Objectif 1: Recopiez à l'identique, dans le texte cité, tout ce qui va de « Voilà donc où » jusqu'à « même les globes. ».
Objectif 2: D'après le texte cité, quelle part des êtres humains peuplant le globe connaît le Nom de Jésus-Christ ?

Texte cité:
+ + + +

Voilà donc où nous en sommes ! Les Larmes de Marie et ses Paroles ont été si parfaitement cachées, soixante ans, que la Chrétienté les ignore. L’effrayante Colère de son Fils n’est pas soupçonnée, même de ceux qui mangent sa Chair et boivent son Sang, et le monde va son train. Cependant des prophéties nombreuses et singulièrement unanimes affirment que notre époque est désignée pour l’assouvissement de Dieu, qui sera le Déluge des Catastrophes. Cela entrevu ou deviné seulement est à faire tourner les têtes et même les globes.

L’énormité du cas nécessiterait une puissance de vision archangélique. Dix-neuf siècles accomplis de christianisme, autant dire une centaine de générations arrosées du Sang du Christ ! Et pour quel résultat ? Le vingtième siècle peut se le demander avec stupeur. L’optimisme féroce qui présume l’Évangile annoncé d’ores en avant à toutes les nations, n’est soutenable que dans la bonne presse ou dans les plus basses classes primaires, antérieures aux rudiments de la géographie la plus humble. La vérité trop certaine, c’est que, sur les quatorze ou quinze cent millions d’êtres humains qui peuplent notre globe, un tiers au plus connaît le Nom de Jésus-Christ et les quatre-vingt-dix-neuf centièmes de ce tiers le connaissent en vain. Quant à la qualité du résidu, c’est une honte infiniment mystérieuse, un prodige de douleur assimilable seulement à l’incompréhensible Septénaire des Douleurs de la Compassion de Marie.

La réalité apparente, c’est l’insuccès de Dieu sur la terre, la faillite de la Rédemption. Les résultats visibles sont tellement épouvantables d’insignifiance et le deviennent tellement plus, chaque jour, qu’on se demande avec folie si le Sauveur n’a pas abdiqué. « Quæ utilitas in sanguine meo, dum descendo in corruptionem ? » La voilà bien, l’Agonie du Jardin, telle que l’ont vue des extatiques ! Ah ! c’était bien la peine de tant saigner et de tant gémir, de recevoir tant de soufflets, tant de crachats, tant de coups de fouet, d’être si affreusement crucifié ! C’était bien la peine d’être Fils de Dieu et de mourir fils de l’homme pour aboutir, après dix-neuf siècles piétinés par tous les démons, au catholicisme actuel !

+ + + +

Données extraites:
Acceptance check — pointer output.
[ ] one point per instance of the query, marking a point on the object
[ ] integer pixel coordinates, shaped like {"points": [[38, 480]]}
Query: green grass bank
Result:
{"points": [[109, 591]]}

+ + + +

Réponse finale 1:
Voilà donc où nous en sommes ! Les Larmes de Marie et ses Paroles ont été si parfaitement cachées, soixante ans, que la Chrétienté les ignore. L’effrayante Colère de son Fils n’est pas soupçonnée, même de ceux qui mangent sa Chair et boivent son Sang, et le monde va son train. Cependant des prophéties nombreuses et singulièrement unanimes affirment que notre époque est désignée pour l’assouvissement de Dieu, qui sera le Déluge des Catastrophes. Cela entrevu ou deviné seulement est à faire tourner les têtes et même les globes.

Réponse finale 2: Un tiers au plus des êtres humains connaît le Nom de Jésus-Christ.